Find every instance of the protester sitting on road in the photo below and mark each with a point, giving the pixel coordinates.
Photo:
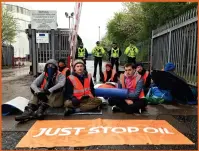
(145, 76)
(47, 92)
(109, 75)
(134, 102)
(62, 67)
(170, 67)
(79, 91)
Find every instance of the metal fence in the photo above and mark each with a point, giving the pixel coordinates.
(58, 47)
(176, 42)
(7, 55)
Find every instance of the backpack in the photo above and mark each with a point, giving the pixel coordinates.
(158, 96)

--

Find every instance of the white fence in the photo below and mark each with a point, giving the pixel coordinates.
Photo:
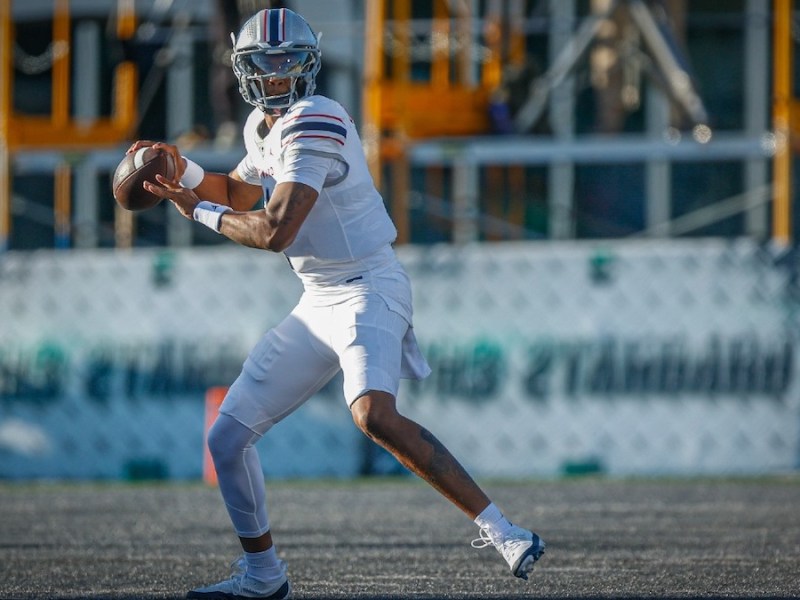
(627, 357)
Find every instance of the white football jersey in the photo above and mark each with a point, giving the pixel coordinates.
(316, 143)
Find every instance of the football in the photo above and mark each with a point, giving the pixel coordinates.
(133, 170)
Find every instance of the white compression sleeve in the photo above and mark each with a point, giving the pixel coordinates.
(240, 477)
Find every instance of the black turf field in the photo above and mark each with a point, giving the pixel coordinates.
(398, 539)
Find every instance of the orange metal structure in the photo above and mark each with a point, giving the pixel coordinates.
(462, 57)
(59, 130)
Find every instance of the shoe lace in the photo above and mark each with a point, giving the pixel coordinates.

--

## Work to do
Rewrite the material from the line with "Find every instance of the white compression" up to and including the line with "Find every instance of the shoe", keeping every request line unchanged. Multiply each coordinate in the answer points by 1.65 and round it to a whole number, with halves rounded up.

## Response to this exercise
Find every instance of the white compression sleeve in the photo above and mark each with a point, giving the pixel coordinates.
(396, 787)
Find every instance of the black turf field in the photo above and mark each with a point, giving the pixel coordinates.
(657, 889)
Find every instance of the orange metal structure in the photo above and mark each with a point, giving the pixel coordinates.
(762, 94)
(97, 215)
Find every instance of the shoe lace in the photo above and mark each with a point, giving the pixel coordinates.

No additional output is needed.